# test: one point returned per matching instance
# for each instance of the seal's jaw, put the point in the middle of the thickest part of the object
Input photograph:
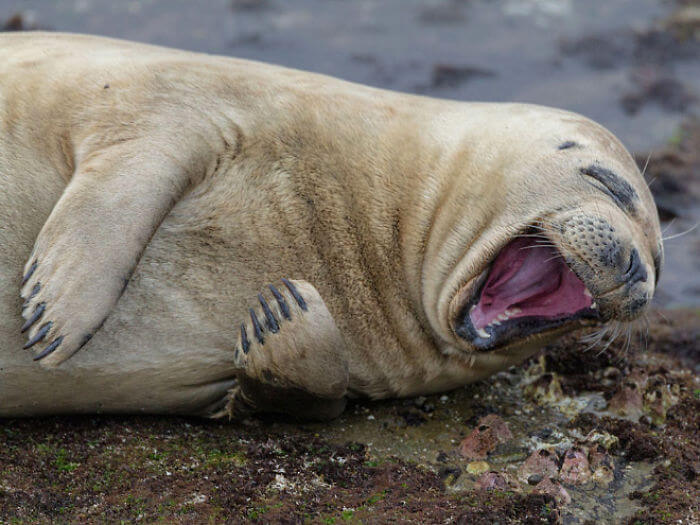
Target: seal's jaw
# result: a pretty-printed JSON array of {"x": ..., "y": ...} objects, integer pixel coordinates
__________
Rewrite the records above as a JSON list of strings with one string per line, skipping blank lines. Leave the pictures out of your answer.

ANSWER TO THIS PROBLEM -
[
  "# test: one point returned per matching instance",
  "# for each instance of the seal's jaw, put the point in the middle of the thickest part of the object",
  "Input photograph:",
  "Target: seal's jaw",
  "# result: a pretty-printed JSON array of {\"x\": ..., \"y\": ...} objects, integer pixel coordinates"
]